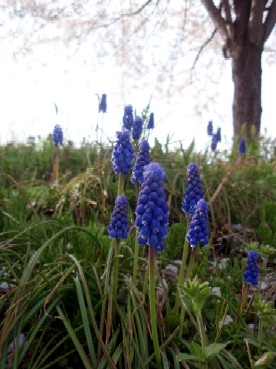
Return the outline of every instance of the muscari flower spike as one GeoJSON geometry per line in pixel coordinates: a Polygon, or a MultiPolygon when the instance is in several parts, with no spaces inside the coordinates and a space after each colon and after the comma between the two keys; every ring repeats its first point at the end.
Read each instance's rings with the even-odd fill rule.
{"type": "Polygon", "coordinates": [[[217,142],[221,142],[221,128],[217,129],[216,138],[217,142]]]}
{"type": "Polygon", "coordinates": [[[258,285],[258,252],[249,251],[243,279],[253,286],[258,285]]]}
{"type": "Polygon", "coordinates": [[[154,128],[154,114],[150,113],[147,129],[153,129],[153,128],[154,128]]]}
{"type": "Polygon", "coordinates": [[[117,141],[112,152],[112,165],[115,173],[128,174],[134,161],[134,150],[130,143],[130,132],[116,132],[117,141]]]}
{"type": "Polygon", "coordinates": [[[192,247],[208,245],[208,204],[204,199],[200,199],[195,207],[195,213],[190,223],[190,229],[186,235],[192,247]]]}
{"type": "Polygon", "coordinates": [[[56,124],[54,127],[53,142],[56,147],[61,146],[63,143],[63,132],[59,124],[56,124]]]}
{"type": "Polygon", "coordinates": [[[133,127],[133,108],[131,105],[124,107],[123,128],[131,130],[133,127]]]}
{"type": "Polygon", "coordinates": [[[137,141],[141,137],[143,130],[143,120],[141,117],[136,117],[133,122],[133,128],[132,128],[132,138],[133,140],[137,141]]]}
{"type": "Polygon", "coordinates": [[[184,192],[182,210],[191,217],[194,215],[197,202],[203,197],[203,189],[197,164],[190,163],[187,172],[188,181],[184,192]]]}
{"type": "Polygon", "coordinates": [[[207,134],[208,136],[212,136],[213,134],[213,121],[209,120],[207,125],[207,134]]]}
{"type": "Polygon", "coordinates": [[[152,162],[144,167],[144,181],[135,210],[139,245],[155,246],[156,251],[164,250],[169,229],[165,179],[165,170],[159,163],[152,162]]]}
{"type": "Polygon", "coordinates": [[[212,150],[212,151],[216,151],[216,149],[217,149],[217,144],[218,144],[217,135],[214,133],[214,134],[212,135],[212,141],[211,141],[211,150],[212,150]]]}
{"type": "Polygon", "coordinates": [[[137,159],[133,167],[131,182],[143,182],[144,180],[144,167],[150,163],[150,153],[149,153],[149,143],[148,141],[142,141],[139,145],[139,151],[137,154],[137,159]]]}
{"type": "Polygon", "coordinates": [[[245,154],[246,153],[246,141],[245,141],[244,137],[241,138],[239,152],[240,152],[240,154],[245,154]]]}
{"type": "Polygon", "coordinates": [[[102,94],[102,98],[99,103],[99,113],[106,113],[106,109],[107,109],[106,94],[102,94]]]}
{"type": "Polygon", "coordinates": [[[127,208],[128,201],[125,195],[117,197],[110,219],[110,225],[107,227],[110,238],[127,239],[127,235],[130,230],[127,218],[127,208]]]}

_WHAT TO DO_:
The entries above are to be reproduced exactly, with the pictures dropped.

_RESULT OF THIS EXERCISE_:
Return the outline of every instance of the muscari flower spike as one GeoJSON geometry per line in pixel coordinates: a Polygon, or a MultiPolygon when the instance is in several parts, with no spaces inside the coordinates and a space after each colon and after the comma between the two keys; every ring repeats its first point at the end.
Read each instance's rings with the even-odd fill rule.
{"type": "Polygon", "coordinates": [[[217,142],[221,142],[221,128],[217,129],[216,138],[217,142]]]}
{"type": "Polygon", "coordinates": [[[258,285],[258,252],[249,251],[243,279],[253,286],[258,285]]]}
{"type": "Polygon", "coordinates": [[[154,128],[154,114],[150,113],[147,129],[153,129],[153,128],[154,128]]]}
{"type": "Polygon", "coordinates": [[[117,141],[112,152],[112,165],[115,173],[128,174],[134,161],[134,150],[130,143],[130,132],[116,132],[117,141]]]}
{"type": "Polygon", "coordinates": [[[192,247],[208,245],[208,204],[204,199],[200,199],[195,207],[195,213],[190,223],[190,229],[186,235],[192,247]]]}
{"type": "Polygon", "coordinates": [[[56,124],[54,127],[53,142],[56,147],[61,146],[63,143],[63,132],[59,124],[56,124]]]}
{"type": "Polygon", "coordinates": [[[133,127],[133,108],[131,105],[124,107],[123,128],[131,130],[133,127]]]}
{"type": "Polygon", "coordinates": [[[137,141],[141,137],[143,130],[143,120],[141,117],[136,117],[133,122],[133,128],[132,128],[132,138],[133,140],[137,141]]]}
{"type": "Polygon", "coordinates": [[[184,192],[182,210],[191,217],[194,215],[197,202],[203,197],[203,189],[197,164],[190,163],[187,172],[188,181],[184,192]]]}
{"type": "Polygon", "coordinates": [[[207,134],[208,136],[212,136],[213,134],[213,121],[209,120],[207,125],[207,134]]]}
{"type": "Polygon", "coordinates": [[[152,162],[144,167],[144,181],[135,210],[139,245],[155,246],[156,251],[164,250],[169,229],[165,179],[165,170],[159,163],[152,162]]]}
{"type": "Polygon", "coordinates": [[[212,150],[212,151],[216,151],[216,149],[217,149],[217,144],[218,144],[217,135],[214,133],[214,134],[212,135],[212,141],[211,141],[211,150],[212,150]]]}
{"type": "Polygon", "coordinates": [[[137,159],[133,167],[131,182],[143,182],[144,180],[144,167],[150,163],[150,153],[149,153],[149,143],[148,141],[142,141],[139,145],[139,151],[137,154],[137,159]]]}
{"type": "Polygon", "coordinates": [[[245,154],[246,153],[246,141],[245,141],[244,137],[241,138],[239,152],[240,152],[240,154],[245,154]]]}
{"type": "Polygon", "coordinates": [[[102,94],[102,98],[99,103],[99,113],[106,113],[106,109],[107,109],[106,94],[102,94]]]}
{"type": "Polygon", "coordinates": [[[127,208],[128,201],[125,195],[117,197],[110,219],[110,225],[107,227],[110,238],[127,239],[127,235],[130,230],[127,218],[127,208]]]}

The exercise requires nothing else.